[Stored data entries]
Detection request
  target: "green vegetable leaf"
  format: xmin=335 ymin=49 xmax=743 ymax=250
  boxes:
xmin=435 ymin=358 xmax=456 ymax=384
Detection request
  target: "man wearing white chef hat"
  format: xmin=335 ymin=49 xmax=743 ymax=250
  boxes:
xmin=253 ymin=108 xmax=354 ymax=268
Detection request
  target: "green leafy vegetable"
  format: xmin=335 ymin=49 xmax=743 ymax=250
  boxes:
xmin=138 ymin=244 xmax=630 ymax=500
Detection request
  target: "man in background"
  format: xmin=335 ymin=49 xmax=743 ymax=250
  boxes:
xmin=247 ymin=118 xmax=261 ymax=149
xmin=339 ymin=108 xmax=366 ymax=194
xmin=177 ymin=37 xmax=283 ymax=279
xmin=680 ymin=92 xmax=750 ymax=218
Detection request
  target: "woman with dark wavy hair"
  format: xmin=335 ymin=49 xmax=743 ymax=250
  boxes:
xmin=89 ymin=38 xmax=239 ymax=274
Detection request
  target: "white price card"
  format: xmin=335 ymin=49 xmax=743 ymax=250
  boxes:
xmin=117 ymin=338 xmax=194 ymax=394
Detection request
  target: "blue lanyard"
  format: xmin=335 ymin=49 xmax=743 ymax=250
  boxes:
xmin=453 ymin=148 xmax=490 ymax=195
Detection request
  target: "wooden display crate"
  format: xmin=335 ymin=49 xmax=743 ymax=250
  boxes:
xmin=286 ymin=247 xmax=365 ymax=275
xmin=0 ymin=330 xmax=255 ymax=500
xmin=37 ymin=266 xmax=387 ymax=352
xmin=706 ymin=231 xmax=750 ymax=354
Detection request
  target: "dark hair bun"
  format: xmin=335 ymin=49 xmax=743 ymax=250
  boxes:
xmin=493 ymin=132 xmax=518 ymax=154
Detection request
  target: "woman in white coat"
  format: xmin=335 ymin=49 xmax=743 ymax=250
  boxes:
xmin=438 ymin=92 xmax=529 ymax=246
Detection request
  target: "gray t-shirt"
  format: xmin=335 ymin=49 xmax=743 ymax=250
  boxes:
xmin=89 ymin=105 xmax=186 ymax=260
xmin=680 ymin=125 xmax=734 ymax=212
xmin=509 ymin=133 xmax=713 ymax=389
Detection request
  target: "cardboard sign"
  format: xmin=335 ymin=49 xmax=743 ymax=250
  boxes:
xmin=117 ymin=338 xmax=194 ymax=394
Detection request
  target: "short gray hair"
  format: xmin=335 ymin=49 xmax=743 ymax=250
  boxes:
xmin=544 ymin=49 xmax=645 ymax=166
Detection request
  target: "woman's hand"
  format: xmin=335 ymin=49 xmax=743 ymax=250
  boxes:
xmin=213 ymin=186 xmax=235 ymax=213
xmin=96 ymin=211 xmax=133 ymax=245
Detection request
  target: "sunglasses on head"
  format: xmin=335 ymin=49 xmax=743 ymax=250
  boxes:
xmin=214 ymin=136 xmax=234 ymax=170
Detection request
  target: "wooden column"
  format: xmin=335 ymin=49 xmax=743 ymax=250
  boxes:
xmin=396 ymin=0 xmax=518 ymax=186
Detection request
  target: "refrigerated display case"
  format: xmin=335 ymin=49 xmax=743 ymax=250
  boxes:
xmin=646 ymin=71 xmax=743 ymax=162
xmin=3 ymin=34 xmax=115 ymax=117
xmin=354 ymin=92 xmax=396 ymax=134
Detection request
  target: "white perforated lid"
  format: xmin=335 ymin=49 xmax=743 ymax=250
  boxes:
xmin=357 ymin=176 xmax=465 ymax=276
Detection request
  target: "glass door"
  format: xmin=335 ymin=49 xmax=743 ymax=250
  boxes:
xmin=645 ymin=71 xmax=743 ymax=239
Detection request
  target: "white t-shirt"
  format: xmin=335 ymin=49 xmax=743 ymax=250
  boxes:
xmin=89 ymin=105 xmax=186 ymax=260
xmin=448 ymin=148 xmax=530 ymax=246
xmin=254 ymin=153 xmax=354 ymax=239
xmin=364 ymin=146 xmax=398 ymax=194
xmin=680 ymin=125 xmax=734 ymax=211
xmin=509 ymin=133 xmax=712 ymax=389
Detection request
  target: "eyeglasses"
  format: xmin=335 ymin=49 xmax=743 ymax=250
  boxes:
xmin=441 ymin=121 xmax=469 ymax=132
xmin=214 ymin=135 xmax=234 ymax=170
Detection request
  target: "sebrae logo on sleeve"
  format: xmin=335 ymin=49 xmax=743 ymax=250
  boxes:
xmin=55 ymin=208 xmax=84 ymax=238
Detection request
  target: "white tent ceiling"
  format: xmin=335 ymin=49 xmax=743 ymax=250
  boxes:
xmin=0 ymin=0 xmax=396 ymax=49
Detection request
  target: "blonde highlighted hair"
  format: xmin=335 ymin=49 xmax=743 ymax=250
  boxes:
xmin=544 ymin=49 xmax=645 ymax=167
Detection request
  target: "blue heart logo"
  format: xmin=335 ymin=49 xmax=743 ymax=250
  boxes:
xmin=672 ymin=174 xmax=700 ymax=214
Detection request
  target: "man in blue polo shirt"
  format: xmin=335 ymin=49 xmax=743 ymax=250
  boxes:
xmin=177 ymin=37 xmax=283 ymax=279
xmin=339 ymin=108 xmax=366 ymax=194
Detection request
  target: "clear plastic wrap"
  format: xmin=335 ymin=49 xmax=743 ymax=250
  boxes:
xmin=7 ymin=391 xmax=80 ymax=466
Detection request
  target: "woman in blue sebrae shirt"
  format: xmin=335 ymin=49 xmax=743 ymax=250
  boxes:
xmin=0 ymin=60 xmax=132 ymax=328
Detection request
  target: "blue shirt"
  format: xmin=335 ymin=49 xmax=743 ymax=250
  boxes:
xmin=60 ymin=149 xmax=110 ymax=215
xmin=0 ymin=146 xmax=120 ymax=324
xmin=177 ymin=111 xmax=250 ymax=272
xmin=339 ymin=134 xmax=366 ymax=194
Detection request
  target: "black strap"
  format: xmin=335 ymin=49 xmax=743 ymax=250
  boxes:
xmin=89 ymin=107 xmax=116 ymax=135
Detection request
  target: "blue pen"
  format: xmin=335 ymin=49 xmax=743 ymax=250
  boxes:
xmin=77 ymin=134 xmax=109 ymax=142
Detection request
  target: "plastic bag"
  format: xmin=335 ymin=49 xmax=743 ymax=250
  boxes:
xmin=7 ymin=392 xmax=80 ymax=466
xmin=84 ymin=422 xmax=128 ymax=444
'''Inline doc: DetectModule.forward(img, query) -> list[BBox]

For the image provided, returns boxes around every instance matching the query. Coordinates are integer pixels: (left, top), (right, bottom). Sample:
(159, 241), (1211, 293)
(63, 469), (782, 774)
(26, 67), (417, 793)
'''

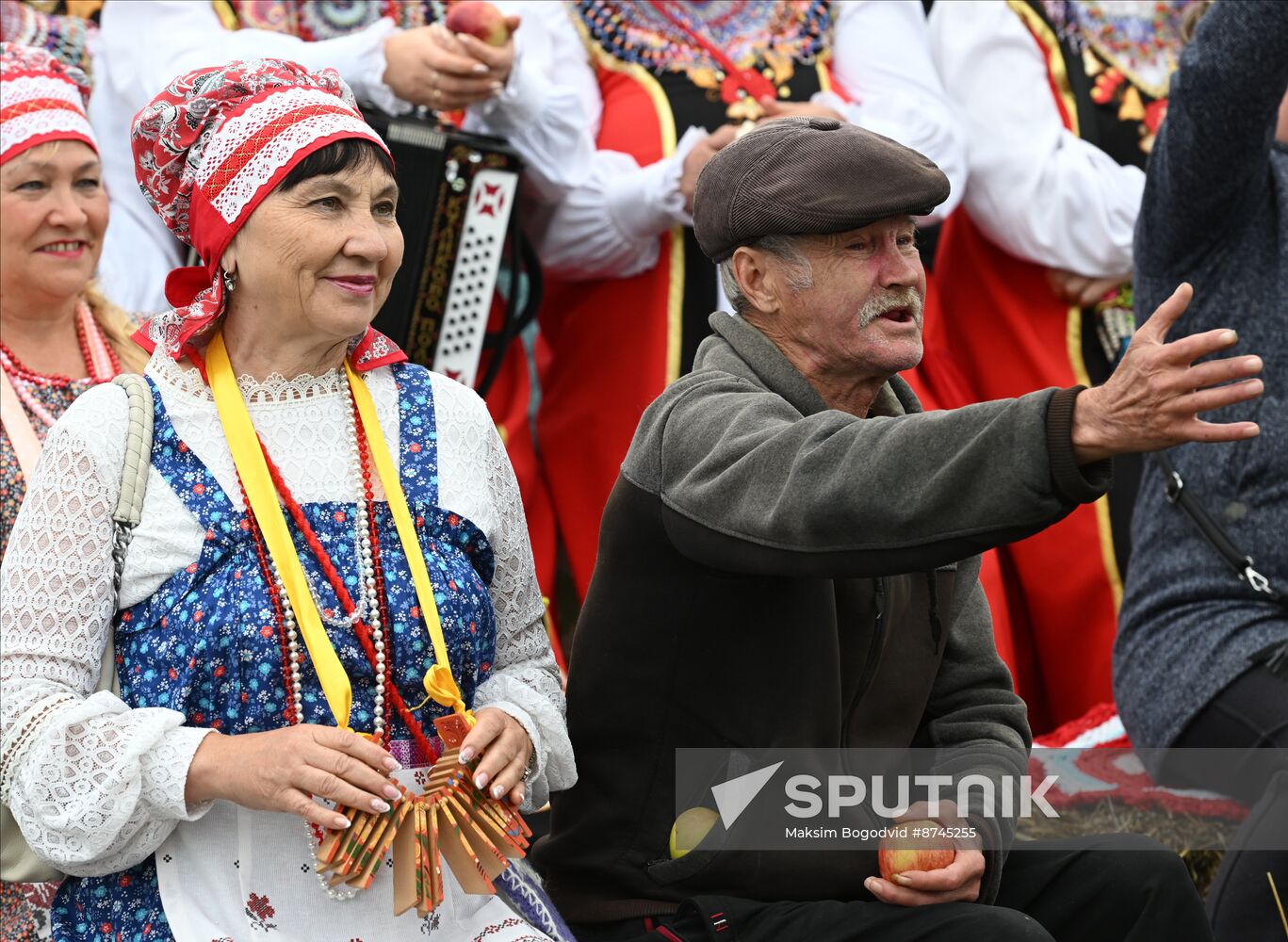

Problem to work on: Can you write out all of the material above again with every "Detection request" replaced by "Grounding query", changing nothing else and omitting the pictures?

Finished answer:
Grounding query
  target: "green vegetable leaf"
  format: xmin=335 ymin=49 xmax=743 ymax=250
  boxes:
xmin=435 ymin=358 xmax=456 ymax=384
Grounding query
  target: "man wearing white chef hat"
  format: xmin=335 ymin=49 xmax=743 ymax=250
  boxes:
xmin=253 ymin=108 xmax=354 ymax=268
Grounding query
  target: "green leafy vegetable"
  format: xmin=335 ymin=49 xmax=743 ymax=250
  boxes:
xmin=138 ymin=244 xmax=630 ymax=500
Grounding query
  target: "man in background"
  format: xmin=335 ymin=49 xmax=743 ymax=250
  boxes:
xmin=247 ymin=118 xmax=261 ymax=149
xmin=339 ymin=108 xmax=366 ymax=194
xmin=177 ymin=37 xmax=283 ymax=279
xmin=680 ymin=92 xmax=750 ymax=218
Grounding query
  target: "woman with dark wavy hair"
  format: xmin=335 ymin=49 xmax=743 ymax=250
  boxes:
xmin=89 ymin=38 xmax=239 ymax=274
Grounding query
  target: "white price card"
  format: xmin=335 ymin=49 xmax=743 ymax=250
  boxes:
xmin=117 ymin=338 xmax=194 ymax=394
Grounding query
  target: "blue lanyard"
  format: xmin=335 ymin=49 xmax=743 ymax=250
  boxes:
xmin=453 ymin=148 xmax=490 ymax=195
Grounding query
  target: "wooden display crate"
  format: xmin=335 ymin=49 xmax=743 ymax=250
  boxes:
xmin=286 ymin=247 xmax=365 ymax=275
xmin=0 ymin=330 xmax=255 ymax=500
xmin=37 ymin=266 xmax=387 ymax=352
xmin=706 ymin=231 xmax=750 ymax=354
Grounding query
  target: "dark hair bun"
  format: xmin=335 ymin=49 xmax=743 ymax=250
  boxes:
xmin=493 ymin=132 xmax=518 ymax=154
Grounding query
  target: "woman in white coat"
  format: xmin=335 ymin=49 xmax=743 ymax=250
  boxes:
xmin=438 ymin=92 xmax=529 ymax=246
Grounding query
  target: "gray t-shirt"
  format: xmin=335 ymin=49 xmax=743 ymax=250
  boxes:
xmin=89 ymin=105 xmax=186 ymax=260
xmin=680 ymin=125 xmax=734 ymax=212
xmin=509 ymin=133 xmax=713 ymax=389
Grounding query
  target: "cardboard sign"
  format: xmin=335 ymin=49 xmax=743 ymax=250
  boxes:
xmin=117 ymin=338 xmax=194 ymax=394
Grounding query
  target: "short gray hair"
  format: xmin=335 ymin=49 xmax=743 ymax=250
  boxes:
xmin=544 ymin=49 xmax=645 ymax=166
Grounding query
  target: "woman's hand"
  format: xmin=335 ymin=49 xmax=743 ymax=250
  boxes:
xmin=213 ymin=186 xmax=235 ymax=213
xmin=96 ymin=211 xmax=133 ymax=245
Grounding query
  target: "sunglasses on head"
  format: xmin=335 ymin=49 xmax=743 ymax=250
  boxes:
xmin=214 ymin=136 xmax=234 ymax=170
Grounding query
  target: "wooden column"
  format: xmin=335 ymin=49 xmax=743 ymax=250
  boxes:
xmin=396 ymin=0 xmax=518 ymax=186
Grounding query
  target: "refrigerated display case"
  format: xmin=335 ymin=49 xmax=743 ymax=250
  boxes:
xmin=646 ymin=71 xmax=743 ymax=162
xmin=3 ymin=34 xmax=115 ymax=117
xmin=354 ymin=92 xmax=396 ymax=134
Grounding query
  target: "white perforated lid"
  format: xmin=335 ymin=49 xmax=743 ymax=250
  boxes:
xmin=357 ymin=176 xmax=465 ymax=276
Grounding query
  target: "glass door"
  format: xmin=335 ymin=49 xmax=743 ymax=250
  boxes:
xmin=645 ymin=71 xmax=743 ymax=239
Grounding query
  target: "white t-shirt"
  format: xmin=335 ymin=49 xmax=743 ymax=250
  boxes:
xmin=89 ymin=105 xmax=186 ymax=260
xmin=448 ymin=148 xmax=530 ymax=246
xmin=254 ymin=153 xmax=354 ymax=239
xmin=364 ymin=146 xmax=398 ymax=194
xmin=680 ymin=125 xmax=734 ymax=211
xmin=509 ymin=133 xmax=712 ymax=389
Grounding query
  target: "eyeglasses"
  format: xmin=335 ymin=49 xmax=743 ymax=250
  boxes:
xmin=441 ymin=121 xmax=469 ymax=132
xmin=214 ymin=135 xmax=234 ymax=170
Grounding query
  target: "sebrae logo on sleeve"
  format: xmin=335 ymin=49 xmax=743 ymax=250
  boxes:
xmin=55 ymin=208 xmax=84 ymax=238
Grounding query
  target: "white tent ceiling"
  format: xmin=335 ymin=49 xmax=743 ymax=250
  boxes:
xmin=0 ymin=0 xmax=396 ymax=49
Grounding query
  target: "blonde highlighted hair"
  format: xmin=335 ymin=49 xmax=743 ymax=250
  boxes:
xmin=544 ymin=49 xmax=645 ymax=167
Grounding query
  target: "blue heart logo"
  format: xmin=335 ymin=49 xmax=743 ymax=250
  boxes:
xmin=672 ymin=174 xmax=700 ymax=214
Grounding query
  target: "man in blue polo shirt"
  format: xmin=335 ymin=49 xmax=743 ymax=250
  boxes:
xmin=177 ymin=37 xmax=283 ymax=279
xmin=339 ymin=108 xmax=366 ymax=194
Grounding query
  target: "clear plastic wrap"
  format: xmin=335 ymin=49 xmax=743 ymax=250
  boxes:
xmin=7 ymin=391 xmax=80 ymax=466
Grounding query
  target: "woman in blue sebrae shirt"
  format: xmin=335 ymin=49 xmax=743 ymax=250
  boxes:
xmin=0 ymin=60 xmax=132 ymax=328
Grounding query
  target: "blue shirt"
  format: xmin=335 ymin=49 xmax=743 ymax=250
  boxes:
xmin=60 ymin=149 xmax=110 ymax=215
xmin=0 ymin=146 xmax=120 ymax=324
xmin=177 ymin=111 xmax=250 ymax=272
xmin=339 ymin=134 xmax=366 ymax=194
Grounding query
  target: "black strap"
  format: xmin=335 ymin=49 xmax=743 ymax=250
  boxes:
xmin=89 ymin=107 xmax=116 ymax=135
Grounding query
  target: "blue pen"
  format: xmin=335 ymin=49 xmax=743 ymax=250
  boxes:
xmin=77 ymin=134 xmax=109 ymax=142
Grounding query
  target: "plastic bag"
  format: xmin=335 ymin=49 xmax=743 ymax=250
  boxes:
xmin=7 ymin=392 xmax=80 ymax=466
xmin=84 ymin=422 xmax=128 ymax=444
'''Inline doc: DetectModule.forward(img, query) -> list[BBox]

For the image provided, returns boxes around every instance matching the query. Coordinates are integer pixels: (left, top), (right, bottom). Sample:
(159, 241), (1211, 293)
(63, 469), (782, 774)
(26, 67), (417, 793)
'''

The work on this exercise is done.